Required action — Set down, word for word, the part of the passage on pandemic response below, starting with "All the usual" and going on through "lot of lives.".

Exercise passage —

************

Last summer, I praised Florida and Texas for managing pandemic response in a flexible way, saying:
It is foolishness to look at a single metric and say “If we don’t stick to this metric, we are all doomed”. This has been my frustration with some of the complaints against Florida’s re-opening plan: Governor DeSantis has shown flexibility in opening as the facts change, often rapidly, on the ground.
This vision of flexibility and tenacity in getting things open and giving people freedom was frequently derided as “anti-science” because these governors were not allowing their public health officials to take over the job of governing the state. In the early stages of this crisis, public health officials become the avatars of “science” and certain people patted themselves on the back for locking their states into a metric-based re-opening system.
The problem is that these systems didn’t do much to keep people safe. What they did was protect governors from making hard decisions.
These governors have seen the failures of a system they were certain would bring success and have instead adopted the pattern of pandemic leadership that Gov DeSantis pioneered a year ago: listen to your experts, balance the risk against the needs of the citizenry, and give people the predictability and stability they need to work through this crisis.
The Benefits Of A Half-Vaxed State
I have to confess that I was somewhat surprised by the extent of the Michigan surge this last month. When the numbers started really climbing in mid-March, Michigan was chugging right ahead on vaccines, having vaccinated over 60% of their seniors and 25% of their overall adult population. That was clearly not enough to keep the surge from surpassing even the worst of the surges in the summer of 2020.
Here I’ve set the Michigan and Arizona surges alongside each other. We can see they are likely going to be a similar duration, though Michigan’s case peak was higher.
However, something really interesting happens when we plot COVID deaths the same way. Keep in mind that 60% of Michigan’s seniors were vaccinated when this surge started.
All the usual caveats apply, deaths are lagging cases, Michigan will still have deaths to count before this wave is truly over, etc. But it is also quite exciting to me that, despite the Michigan surge coming in with 50%-60% more cases than Arizona, they have nevertheless has seen about 30%-40% fewer deaths.
This is still tentative. We’re still proceeding with caution. Ultimately, we don’t want *any* of these surges and it would be really encouraging if, when cases do rise, we would see no corresponding surge in deaths. But it is seems at this early moment that having 60% of your vulnerable population vaccinated saves a lot of lives.

************

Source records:
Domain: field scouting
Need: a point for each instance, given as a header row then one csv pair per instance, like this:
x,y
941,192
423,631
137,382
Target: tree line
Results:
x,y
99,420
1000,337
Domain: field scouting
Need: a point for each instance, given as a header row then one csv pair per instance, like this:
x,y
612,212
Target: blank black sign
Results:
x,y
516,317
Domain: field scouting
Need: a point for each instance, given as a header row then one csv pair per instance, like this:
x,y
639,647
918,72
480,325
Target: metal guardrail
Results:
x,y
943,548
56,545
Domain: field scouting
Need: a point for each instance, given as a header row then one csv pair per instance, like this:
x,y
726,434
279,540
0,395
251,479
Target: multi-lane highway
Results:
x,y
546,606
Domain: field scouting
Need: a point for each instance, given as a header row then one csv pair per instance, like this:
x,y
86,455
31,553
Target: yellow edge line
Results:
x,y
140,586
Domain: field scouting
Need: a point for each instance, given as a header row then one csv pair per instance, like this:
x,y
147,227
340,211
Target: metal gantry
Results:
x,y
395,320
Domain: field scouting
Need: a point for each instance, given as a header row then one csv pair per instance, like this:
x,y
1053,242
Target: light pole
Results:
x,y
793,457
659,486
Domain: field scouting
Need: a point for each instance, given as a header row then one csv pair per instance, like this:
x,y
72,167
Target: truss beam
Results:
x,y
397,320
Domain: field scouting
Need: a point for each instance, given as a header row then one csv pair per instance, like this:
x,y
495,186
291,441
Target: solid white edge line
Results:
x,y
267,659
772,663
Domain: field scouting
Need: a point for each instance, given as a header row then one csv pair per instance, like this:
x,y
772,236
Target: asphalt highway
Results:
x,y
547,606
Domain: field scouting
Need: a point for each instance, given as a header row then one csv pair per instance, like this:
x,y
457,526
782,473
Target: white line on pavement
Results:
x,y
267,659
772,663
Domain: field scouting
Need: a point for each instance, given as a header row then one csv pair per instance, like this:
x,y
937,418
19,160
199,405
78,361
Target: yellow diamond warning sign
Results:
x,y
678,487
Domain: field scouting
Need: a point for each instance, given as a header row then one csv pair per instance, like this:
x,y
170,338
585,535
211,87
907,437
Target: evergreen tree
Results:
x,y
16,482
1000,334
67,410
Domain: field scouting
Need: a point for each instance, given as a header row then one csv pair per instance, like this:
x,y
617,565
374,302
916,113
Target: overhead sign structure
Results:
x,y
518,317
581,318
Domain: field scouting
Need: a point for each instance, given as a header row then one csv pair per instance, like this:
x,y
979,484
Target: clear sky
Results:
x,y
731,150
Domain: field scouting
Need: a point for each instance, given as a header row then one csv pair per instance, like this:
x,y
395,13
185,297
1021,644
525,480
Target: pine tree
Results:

************

Exercise result —
All the usual caveats apply, deaths are lagging cases, Michigan will still have deaths to count before this wave is truly over, etc. But it is also quite exciting to me that, despite the Michigan surge coming in with 50%-60% more cases than Arizona, they have nevertheless has seen about 30%-40% fewer deaths.
This is still tentative. We’re still proceeding with caution. Ultimately, we don’t want *any* of these surges and it would be really encouraging if, when cases do rise, we would see no corresponding surge in deaths. But it is seems at this early moment that having 60% of your vulnerable population vaccinated saves a lot of lives.